- [What this exercise asks]:
A - List every phrase that appears in parentheses in the email exchange about the BTL metrics.
B - Answer these questions about the email exchange on the BTL metrics:
(i) Which commit does Howard say explains the vanishing of the bandwidth metric?
(ii) Which metric was mislabeled?
(iii) Where did George Bosilca push his fix?
C - Copy the passage of the email exchange about the BTL metrics between "2015-02-10 18:41 GMT-07:00" and "(the bandwidth part).", inclusive.

** Begin Text shown **

HI George,

I'd say commit cf377db82 explains the vanishing of the bandwidth metric as
well as the mis-labeling of the latency metric.

Howard


2015-02-10 18:41 GMT-07:00 George Bosilca <bosi...@icl.utk.edu>:

> Somehow one of the most basic information about the capabilities of the
> BTLs (bandwidth) disappeared from the MCA parameters and the one left
> (latency) was mislabeled. This mishap not only prevented the communication
> engine from correctly ordering the BTL for small messages (the latency
> bound part), but also introduced undesirable bias on the load-balance
> between multiple devices logic (the bandwidth part).
>
> I just pushed a fix  in master
> https://github.com/open-mpi/ompi/commit/e173f9b0c0c63c3ea24b8d8bc0ebafe1f1736acb.

** End Text shown **
** Begin Given entries **

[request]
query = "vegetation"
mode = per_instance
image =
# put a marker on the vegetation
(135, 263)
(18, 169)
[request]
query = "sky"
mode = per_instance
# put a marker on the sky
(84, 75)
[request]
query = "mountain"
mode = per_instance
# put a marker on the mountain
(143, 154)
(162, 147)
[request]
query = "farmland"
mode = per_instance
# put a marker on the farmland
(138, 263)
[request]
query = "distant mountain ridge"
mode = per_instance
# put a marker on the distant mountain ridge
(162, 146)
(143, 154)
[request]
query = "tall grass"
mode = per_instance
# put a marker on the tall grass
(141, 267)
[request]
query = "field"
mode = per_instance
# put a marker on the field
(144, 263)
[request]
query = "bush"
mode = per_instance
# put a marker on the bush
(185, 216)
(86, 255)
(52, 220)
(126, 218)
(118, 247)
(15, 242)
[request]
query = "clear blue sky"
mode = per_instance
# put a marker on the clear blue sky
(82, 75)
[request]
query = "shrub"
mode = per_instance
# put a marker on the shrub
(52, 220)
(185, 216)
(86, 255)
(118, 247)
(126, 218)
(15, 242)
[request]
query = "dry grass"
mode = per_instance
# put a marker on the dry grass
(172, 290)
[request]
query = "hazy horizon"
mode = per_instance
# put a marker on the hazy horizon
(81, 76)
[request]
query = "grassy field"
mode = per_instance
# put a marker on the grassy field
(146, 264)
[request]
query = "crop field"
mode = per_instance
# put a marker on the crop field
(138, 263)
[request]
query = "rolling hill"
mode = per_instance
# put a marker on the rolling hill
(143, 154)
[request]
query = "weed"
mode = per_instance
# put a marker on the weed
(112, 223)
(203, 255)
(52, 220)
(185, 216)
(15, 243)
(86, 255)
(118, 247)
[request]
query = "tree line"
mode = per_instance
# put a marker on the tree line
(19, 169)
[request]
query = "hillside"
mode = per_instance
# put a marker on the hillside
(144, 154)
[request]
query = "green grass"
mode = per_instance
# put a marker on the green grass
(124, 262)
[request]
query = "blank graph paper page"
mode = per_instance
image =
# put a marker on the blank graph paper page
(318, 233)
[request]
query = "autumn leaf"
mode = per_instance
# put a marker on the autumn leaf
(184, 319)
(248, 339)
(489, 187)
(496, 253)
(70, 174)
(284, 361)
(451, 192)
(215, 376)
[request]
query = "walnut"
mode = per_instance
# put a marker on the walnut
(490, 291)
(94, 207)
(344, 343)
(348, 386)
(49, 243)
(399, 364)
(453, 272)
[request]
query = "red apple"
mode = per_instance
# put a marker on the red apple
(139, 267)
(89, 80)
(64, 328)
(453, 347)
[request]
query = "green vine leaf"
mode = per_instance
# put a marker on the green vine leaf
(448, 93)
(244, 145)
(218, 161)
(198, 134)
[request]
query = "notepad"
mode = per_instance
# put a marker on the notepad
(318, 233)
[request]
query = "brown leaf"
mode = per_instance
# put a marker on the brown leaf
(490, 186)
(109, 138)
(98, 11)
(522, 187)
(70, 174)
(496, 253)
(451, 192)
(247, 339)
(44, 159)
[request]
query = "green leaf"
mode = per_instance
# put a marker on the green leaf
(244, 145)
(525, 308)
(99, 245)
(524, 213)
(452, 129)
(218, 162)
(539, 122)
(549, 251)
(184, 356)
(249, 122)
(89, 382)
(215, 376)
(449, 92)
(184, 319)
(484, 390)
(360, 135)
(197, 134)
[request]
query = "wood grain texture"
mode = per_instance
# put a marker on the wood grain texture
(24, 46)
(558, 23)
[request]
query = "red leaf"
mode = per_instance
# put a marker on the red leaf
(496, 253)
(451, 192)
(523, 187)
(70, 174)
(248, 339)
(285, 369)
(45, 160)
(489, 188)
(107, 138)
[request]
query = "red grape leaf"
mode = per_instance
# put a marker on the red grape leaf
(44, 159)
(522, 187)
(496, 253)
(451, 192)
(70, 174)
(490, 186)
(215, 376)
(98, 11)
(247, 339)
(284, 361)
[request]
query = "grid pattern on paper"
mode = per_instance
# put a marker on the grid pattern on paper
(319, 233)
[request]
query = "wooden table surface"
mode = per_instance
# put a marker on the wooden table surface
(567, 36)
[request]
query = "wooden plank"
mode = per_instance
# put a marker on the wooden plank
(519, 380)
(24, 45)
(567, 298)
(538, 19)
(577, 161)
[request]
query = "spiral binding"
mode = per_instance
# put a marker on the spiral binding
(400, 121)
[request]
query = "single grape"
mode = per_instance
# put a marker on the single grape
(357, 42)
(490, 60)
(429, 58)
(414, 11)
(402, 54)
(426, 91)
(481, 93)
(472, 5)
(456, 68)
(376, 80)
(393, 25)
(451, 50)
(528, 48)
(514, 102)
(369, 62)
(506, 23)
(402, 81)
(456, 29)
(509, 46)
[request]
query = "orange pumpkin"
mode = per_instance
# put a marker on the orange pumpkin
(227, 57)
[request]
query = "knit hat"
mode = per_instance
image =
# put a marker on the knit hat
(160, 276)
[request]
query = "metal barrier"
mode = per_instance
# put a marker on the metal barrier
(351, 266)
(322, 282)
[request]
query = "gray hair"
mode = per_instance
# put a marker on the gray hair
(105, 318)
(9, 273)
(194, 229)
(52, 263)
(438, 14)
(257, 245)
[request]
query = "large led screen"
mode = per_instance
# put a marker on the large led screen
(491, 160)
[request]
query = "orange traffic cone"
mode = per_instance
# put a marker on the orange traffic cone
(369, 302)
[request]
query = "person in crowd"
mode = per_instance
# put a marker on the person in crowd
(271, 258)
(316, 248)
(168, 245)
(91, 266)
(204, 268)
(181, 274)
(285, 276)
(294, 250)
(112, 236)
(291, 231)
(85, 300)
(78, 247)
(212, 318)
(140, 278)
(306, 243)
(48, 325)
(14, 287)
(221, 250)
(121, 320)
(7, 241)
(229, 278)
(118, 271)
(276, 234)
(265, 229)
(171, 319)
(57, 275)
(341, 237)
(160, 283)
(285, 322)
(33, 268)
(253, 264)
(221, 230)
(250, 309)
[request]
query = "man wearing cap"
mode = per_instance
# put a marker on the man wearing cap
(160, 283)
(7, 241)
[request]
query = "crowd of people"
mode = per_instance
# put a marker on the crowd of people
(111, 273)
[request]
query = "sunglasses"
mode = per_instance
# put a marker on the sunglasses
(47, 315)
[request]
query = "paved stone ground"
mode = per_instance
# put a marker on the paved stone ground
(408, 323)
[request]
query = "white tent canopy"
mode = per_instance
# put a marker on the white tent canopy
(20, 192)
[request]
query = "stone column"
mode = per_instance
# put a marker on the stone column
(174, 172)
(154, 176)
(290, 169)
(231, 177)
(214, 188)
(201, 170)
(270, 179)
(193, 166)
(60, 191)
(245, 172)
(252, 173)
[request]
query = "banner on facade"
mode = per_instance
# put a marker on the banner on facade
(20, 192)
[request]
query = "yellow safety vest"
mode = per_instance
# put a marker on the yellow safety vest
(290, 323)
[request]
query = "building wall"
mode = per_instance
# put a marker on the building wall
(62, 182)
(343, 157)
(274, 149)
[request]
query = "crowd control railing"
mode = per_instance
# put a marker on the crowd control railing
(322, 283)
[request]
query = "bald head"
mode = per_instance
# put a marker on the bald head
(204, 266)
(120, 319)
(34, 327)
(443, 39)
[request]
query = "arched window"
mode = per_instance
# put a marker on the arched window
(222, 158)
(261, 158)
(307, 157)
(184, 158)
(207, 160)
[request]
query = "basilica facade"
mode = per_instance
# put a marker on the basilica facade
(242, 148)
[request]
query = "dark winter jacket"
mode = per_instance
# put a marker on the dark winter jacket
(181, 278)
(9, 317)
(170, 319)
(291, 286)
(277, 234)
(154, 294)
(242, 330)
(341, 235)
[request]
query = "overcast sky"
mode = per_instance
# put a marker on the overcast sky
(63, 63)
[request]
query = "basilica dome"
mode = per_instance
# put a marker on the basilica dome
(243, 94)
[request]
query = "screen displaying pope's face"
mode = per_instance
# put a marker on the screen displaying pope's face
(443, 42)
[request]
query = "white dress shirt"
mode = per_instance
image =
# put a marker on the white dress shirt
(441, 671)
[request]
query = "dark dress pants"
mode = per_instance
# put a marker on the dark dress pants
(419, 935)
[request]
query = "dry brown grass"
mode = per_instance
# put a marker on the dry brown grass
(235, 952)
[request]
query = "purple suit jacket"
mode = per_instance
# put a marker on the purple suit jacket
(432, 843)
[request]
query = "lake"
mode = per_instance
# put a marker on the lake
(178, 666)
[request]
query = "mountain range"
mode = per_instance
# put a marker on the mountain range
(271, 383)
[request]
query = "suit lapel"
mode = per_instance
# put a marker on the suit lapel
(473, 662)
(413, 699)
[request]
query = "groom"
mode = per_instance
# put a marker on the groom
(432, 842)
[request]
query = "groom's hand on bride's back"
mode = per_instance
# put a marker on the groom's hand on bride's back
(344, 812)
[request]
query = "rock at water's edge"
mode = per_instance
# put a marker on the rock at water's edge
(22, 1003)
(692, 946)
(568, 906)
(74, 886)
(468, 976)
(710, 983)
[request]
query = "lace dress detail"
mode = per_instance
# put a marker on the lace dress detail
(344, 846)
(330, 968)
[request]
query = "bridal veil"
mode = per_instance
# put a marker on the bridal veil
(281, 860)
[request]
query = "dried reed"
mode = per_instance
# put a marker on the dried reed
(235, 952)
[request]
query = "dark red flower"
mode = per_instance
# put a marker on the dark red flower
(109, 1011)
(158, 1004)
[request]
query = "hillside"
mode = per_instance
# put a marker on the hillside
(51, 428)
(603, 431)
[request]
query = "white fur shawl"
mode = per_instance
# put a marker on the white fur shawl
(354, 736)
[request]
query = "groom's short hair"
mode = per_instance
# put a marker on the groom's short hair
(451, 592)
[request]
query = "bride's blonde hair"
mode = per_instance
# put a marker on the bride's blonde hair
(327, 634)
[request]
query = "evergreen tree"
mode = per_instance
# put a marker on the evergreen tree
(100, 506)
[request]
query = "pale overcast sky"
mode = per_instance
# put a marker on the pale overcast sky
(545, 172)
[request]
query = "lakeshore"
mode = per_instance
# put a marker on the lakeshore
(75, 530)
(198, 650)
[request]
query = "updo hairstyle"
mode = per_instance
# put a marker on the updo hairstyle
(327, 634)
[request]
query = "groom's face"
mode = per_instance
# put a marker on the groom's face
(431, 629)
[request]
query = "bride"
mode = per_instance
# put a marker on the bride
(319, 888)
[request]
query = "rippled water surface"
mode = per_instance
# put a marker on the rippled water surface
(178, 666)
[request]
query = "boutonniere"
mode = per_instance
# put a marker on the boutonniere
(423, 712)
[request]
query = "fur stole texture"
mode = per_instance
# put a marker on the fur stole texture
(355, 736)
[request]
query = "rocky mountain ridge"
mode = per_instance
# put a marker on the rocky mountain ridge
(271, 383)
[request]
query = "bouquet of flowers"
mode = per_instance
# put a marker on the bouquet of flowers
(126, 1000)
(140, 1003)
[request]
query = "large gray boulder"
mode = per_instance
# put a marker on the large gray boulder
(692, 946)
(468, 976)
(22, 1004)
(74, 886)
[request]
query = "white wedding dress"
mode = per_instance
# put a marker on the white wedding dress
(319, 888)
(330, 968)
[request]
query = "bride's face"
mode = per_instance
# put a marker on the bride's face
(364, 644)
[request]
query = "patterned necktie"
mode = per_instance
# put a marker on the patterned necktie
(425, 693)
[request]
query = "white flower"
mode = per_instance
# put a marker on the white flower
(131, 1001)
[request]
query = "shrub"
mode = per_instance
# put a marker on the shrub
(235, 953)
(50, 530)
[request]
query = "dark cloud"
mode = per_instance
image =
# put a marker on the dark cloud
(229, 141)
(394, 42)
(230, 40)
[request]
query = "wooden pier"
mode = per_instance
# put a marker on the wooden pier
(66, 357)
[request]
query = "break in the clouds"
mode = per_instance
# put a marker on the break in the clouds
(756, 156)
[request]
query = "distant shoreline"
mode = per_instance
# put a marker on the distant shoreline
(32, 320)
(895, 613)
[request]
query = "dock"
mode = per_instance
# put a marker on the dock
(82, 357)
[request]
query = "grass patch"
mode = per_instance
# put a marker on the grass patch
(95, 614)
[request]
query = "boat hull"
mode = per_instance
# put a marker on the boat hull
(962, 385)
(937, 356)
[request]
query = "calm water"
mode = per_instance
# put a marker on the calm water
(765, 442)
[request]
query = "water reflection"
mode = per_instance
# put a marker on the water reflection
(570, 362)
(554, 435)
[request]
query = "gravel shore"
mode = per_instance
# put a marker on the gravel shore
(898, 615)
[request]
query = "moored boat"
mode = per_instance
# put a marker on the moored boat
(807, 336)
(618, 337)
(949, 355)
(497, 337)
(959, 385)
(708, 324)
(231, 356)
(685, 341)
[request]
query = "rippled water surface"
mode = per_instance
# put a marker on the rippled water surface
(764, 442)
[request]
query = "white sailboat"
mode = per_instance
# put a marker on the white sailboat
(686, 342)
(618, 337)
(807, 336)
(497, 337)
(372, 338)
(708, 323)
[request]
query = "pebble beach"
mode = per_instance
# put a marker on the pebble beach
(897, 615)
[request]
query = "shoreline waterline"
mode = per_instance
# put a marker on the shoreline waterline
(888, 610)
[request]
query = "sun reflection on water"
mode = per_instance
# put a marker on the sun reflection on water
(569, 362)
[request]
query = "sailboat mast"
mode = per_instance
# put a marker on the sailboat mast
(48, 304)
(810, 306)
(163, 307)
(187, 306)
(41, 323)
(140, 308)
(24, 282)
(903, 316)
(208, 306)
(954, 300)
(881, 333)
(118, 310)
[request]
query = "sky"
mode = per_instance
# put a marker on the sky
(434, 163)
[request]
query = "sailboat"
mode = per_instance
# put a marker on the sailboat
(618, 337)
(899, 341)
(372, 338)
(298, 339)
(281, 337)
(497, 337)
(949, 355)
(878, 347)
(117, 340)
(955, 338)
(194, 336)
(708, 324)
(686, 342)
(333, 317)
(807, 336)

** End Given entries **

- [Expected responses]:
A -
(bandwidth)
(latency)
(the latency bound part)
(the bandwidth part)

B -
(i) Commit cf377db82.
(ii) The latency metric.
(iii) In master.

C -
2015-02-10 18:41 GMT-07:00 George Bosilca <bosi...@icl.utk.edu>:

> Somehow one of the most basic information about the capabilities of the
> BTLs (bandwidth) disappeared from the MCA parameters and the one left
> (latency) was mislabeled. This mishap not only prevented the communication
> engine from correctly ordering the BTL for small messages (the latency
> bound part), but also introduced undesirable bias on the load-balance
> between multiple devices logic (the bandwidth part).